Begin
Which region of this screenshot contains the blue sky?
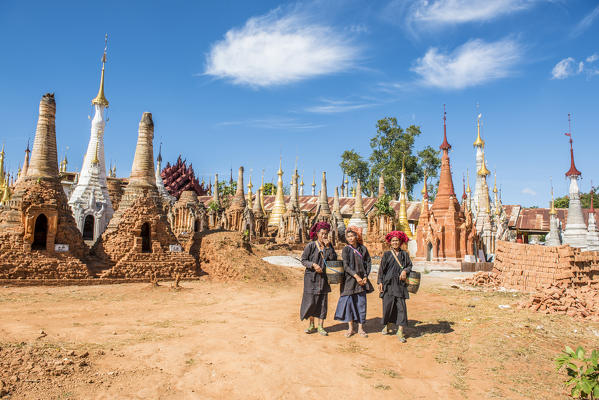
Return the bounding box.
[0,0,599,206]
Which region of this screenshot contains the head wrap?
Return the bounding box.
[385,231,410,243]
[310,221,331,240]
[345,225,364,244]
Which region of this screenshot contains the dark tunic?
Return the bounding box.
[300,242,337,320]
[340,244,373,296]
[377,250,412,326]
[335,244,373,324]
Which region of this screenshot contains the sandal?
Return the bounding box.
[318,326,329,336]
[304,325,316,335]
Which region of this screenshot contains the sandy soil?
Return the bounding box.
[0,271,599,399]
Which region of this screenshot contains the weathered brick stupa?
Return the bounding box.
[92,112,198,278]
[416,106,476,262]
[226,167,246,232]
[0,93,88,279]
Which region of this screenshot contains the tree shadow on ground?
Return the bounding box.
[408,320,454,337]
[326,317,454,338]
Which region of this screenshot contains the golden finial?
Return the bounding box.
[549,180,557,215]
[473,114,485,147]
[92,34,108,107]
[478,152,491,176]
[493,170,497,194]
[92,142,100,165]
[466,168,471,193]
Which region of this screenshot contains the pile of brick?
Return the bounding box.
[519,283,599,321]
[493,241,599,292]
[462,271,501,288]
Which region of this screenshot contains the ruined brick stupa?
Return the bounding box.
[0,93,89,279]
[93,112,198,278]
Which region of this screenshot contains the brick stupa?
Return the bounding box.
[93,112,198,278]
[0,93,89,279]
[416,107,476,262]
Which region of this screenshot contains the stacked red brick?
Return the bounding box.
[493,241,599,291]
[520,283,599,321]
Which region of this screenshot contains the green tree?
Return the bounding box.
[418,146,441,200]
[339,149,370,195]
[555,187,599,208]
[340,117,441,198]
[368,117,428,198]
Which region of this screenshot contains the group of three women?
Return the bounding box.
[300,222,412,343]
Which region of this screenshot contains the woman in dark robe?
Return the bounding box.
[377,231,412,343]
[300,222,337,336]
[335,226,374,337]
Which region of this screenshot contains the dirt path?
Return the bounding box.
[0,273,599,399]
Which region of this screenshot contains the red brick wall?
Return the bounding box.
[493,241,599,291]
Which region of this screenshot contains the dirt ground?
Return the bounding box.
[0,271,599,399]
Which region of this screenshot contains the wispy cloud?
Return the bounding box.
[411,39,522,89]
[305,99,377,114]
[570,6,599,37]
[409,0,538,25]
[204,8,360,87]
[216,117,326,130]
[551,54,599,79]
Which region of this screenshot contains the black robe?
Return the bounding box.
[377,250,412,299]
[300,242,337,320]
[377,250,412,327]
[339,244,374,296]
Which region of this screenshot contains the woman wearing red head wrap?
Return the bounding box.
[377,231,412,343]
[300,222,337,336]
[335,226,374,337]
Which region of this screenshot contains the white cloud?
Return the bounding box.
[411,39,521,89]
[306,99,376,114]
[571,6,599,37]
[551,57,576,79]
[586,54,599,63]
[551,54,599,79]
[409,0,537,24]
[204,9,359,87]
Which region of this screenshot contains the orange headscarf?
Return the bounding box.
[345,225,364,244]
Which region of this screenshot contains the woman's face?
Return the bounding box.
[345,231,358,247]
[316,229,329,243]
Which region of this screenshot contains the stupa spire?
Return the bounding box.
[439,104,451,151]
[473,114,485,147]
[27,93,58,178]
[129,112,156,187]
[333,187,343,221]
[566,114,582,176]
[231,167,246,209]
[268,159,287,226]
[92,34,108,108]
[247,170,254,208]
[398,155,412,238]
[0,144,5,188]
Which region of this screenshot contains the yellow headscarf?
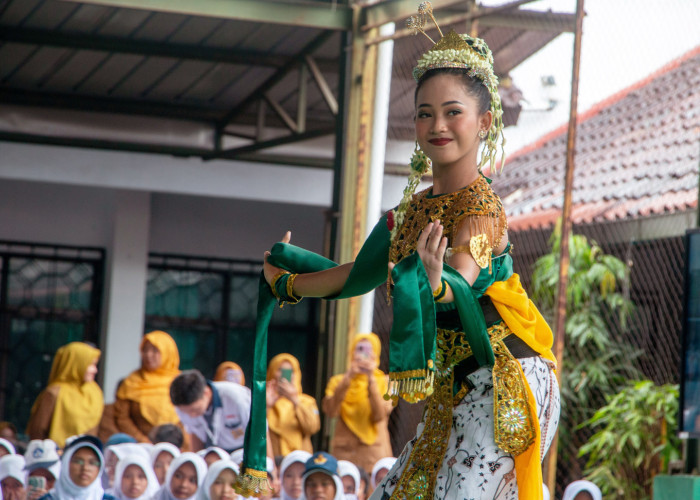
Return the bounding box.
[117,331,180,427]
[213,361,245,385]
[266,353,313,455]
[326,333,387,445]
[32,342,104,447]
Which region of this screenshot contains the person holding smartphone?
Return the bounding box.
[323,333,393,471]
[267,353,321,456]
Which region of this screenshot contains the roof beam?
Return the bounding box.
[63,0,352,31]
[0,26,291,68]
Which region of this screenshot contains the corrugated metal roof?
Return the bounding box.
[493,47,700,229]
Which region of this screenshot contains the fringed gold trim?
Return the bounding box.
[234,468,272,497]
[384,370,435,406]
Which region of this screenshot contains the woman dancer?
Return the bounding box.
[249,2,559,500]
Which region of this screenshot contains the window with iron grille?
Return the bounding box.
[0,242,104,431]
[145,254,319,394]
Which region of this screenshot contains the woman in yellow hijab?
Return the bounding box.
[323,333,393,471]
[114,331,180,443]
[27,342,104,447]
[267,353,321,456]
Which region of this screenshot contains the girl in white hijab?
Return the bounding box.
[42,436,108,500]
[114,455,160,500]
[280,450,311,500]
[197,459,241,500]
[151,443,181,485]
[153,451,207,500]
[562,479,603,500]
[338,460,360,500]
[197,446,231,467]
[371,457,397,489]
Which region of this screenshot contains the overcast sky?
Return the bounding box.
[492,0,700,150]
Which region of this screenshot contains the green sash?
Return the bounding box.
[236,216,494,496]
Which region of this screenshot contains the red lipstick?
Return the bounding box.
[428,137,452,146]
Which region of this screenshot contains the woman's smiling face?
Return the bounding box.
[415,74,491,167]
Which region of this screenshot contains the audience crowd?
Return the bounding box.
[0,331,600,500]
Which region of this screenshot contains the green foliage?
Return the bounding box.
[579,380,680,500]
[532,226,641,412]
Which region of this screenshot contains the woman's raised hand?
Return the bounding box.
[263,231,292,285]
[416,220,447,290]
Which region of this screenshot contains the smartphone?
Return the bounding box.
[28,476,46,491]
[281,368,292,382]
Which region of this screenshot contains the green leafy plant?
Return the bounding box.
[579,380,680,500]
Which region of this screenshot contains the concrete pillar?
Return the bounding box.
[102,191,151,403]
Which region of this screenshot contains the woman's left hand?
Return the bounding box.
[277,378,299,405]
[263,231,292,285]
[416,220,447,290]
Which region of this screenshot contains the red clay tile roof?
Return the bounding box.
[487,47,700,229]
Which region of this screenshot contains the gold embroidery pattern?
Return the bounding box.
[391,322,538,500]
[389,176,508,263]
[493,342,538,455]
[391,374,452,500]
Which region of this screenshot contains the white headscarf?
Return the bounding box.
[197,446,231,460]
[561,479,603,500]
[153,451,207,500]
[197,458,241,500]
[0,438,17,455]
[150,443,181,465]
[51,441,105,500]
[301,469,345,500]
[280,450,311,500]
[114,455,160,500]
[371,457,396,489]
[338,460,360,498]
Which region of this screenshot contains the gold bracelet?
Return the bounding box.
[433,280,444,300]
[270,269,289,300]
[287,273,302,304]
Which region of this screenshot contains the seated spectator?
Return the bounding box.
[170,370,250,452]
[102,443,151,493]
[27,342,104,447]
[151,443,180,485]
[0,454,27,500]
[114,455,160,500]
[0,438,16,457]
[114,331,180,443]
[267,353,321,456]
[197,446,231,467]
[302,451,345,500]
[153,452,207,500]
[371,457,396,489]
[148,424,188,451]
[41,436,115,500]
[280,450,311,500]
[214,361,245,385]
[562,479,603,500]
[323,333,393,470]
[0,422,17,453]
[24,439,61,500]
[338,460,360,500]
[199,460,242,500]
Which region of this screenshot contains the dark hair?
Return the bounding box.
[148,424,184,448]
[413,68,491,113]
[170,370,207,406]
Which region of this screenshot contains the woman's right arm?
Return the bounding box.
[263,231,354,297]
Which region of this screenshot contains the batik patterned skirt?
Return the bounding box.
[370,356,560,500]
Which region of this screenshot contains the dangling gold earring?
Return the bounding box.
[411,141,432,176]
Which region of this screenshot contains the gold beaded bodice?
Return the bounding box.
[389,175,508,267]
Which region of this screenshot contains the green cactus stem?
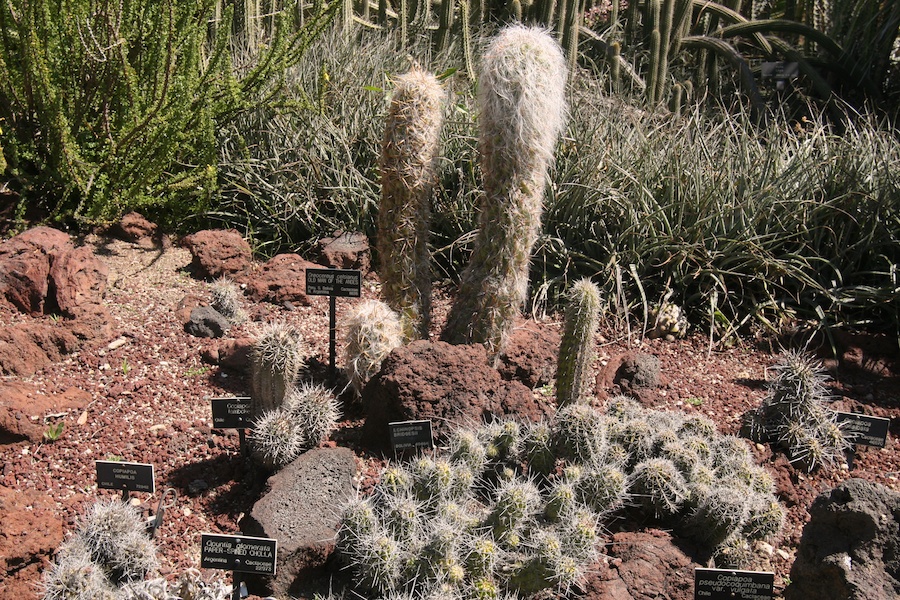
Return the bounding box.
[556,279,600,406]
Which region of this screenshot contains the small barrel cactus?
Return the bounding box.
[556,279,600,406]
[250,323,306,419]
[377,67,447,340]
[344,300,404,395]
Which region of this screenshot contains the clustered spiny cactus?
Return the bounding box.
[338,397,784,599]
[745,351,849,472]
[377,67,447,340]
[442,25,567,358]
[250,323,306,419]
[344,300,404,395]
[250,383,340,470]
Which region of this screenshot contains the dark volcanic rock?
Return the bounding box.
[362,340,552,448]
[319,231,371,275]
[784,479,900,600]
[184,306,229,338]
[241,448,357,598]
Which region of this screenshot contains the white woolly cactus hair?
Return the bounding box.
[442,25,566,359]
[478,25,567,170]
[345,300,404,394]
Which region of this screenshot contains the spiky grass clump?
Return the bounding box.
[344,300,404,395]
[377,67,447,340]
[250,323,306,419]
[556,279,600,406]
[250,383,340,471]
[209,277,247,325]
[745,351,849,472]
[442,25,567,359]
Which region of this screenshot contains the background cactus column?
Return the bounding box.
[556,279,600,406]
[377,67,446,340]
[442,25,566,358]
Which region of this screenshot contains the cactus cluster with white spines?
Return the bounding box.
[338,397,784,599]
[209,276,247,325]
[42,498,159,600]
[250,322,307,419]
[344,300,405,395]
[745,351,850,472]
[250,382,340,471]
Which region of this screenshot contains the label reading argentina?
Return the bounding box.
[200,533,278,575]
[388,421,433,452]
[306,269,362,298]
[694,569,775,600]
[211,396,251,429]
[837,412,891,448]
[94,460,156,494]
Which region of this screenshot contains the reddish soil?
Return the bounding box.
[0,238,900,600]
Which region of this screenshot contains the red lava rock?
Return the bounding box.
[319,231,371,275]
[181,229,253,279]
[362,340,552,447]
[0,381,91,445]
[0,321,80,377]
[498,319,560,389]
[582,529,701,600]
[240,254,323,306]
[50,246,109,317]
[0,486,63,600]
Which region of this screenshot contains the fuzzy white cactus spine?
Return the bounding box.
[556,279,600,406]
[344,300,404,394]
[250,323,305,419]
[377,67,447,340]
[442,25,567,358]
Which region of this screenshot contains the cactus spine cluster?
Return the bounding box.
[344,300,404,394]
[338,397,784,598]
[377,67,446,340]
[556,279,600,406]
[745,351,849,472]
[442,25,567,358]
[250,383,340,471]
[250,323,305,419]
[42,497,159,600]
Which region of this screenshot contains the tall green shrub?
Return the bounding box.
[0,0,331,223]
[443,25,566,357]
[377,67,446,340]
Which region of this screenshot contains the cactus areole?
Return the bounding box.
[443,25,566,358]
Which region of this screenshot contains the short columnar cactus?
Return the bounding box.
[250,323,305,419]
[556,279,600,406]
[442,25,567,359]
[344,300,404,395]
[377,67,446,340]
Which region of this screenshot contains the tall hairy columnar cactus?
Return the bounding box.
[377,67,446,340]
[556,279,600,406]
[442,25,566,358]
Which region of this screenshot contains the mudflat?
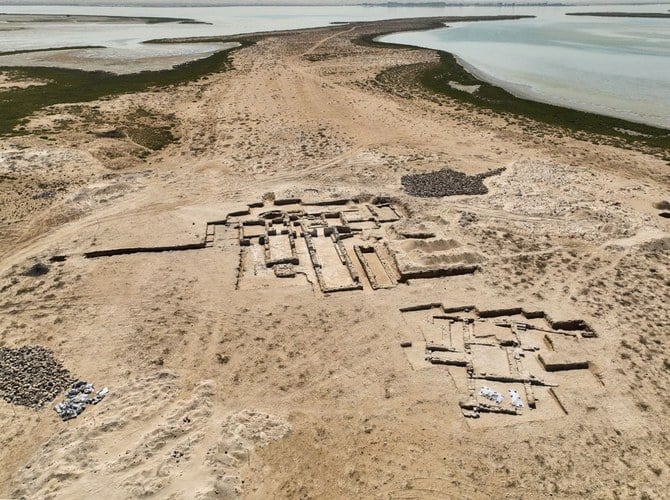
End
SET EXERCISE
Locate each line in the data above that contains the word "with", and copy those lines. Case counts.

RESPONSE FOR THIS EXERCISE
Which region of this screenshot contains the window with iron grille?
Which region of this screenshot contains the cactus cluster with white spines?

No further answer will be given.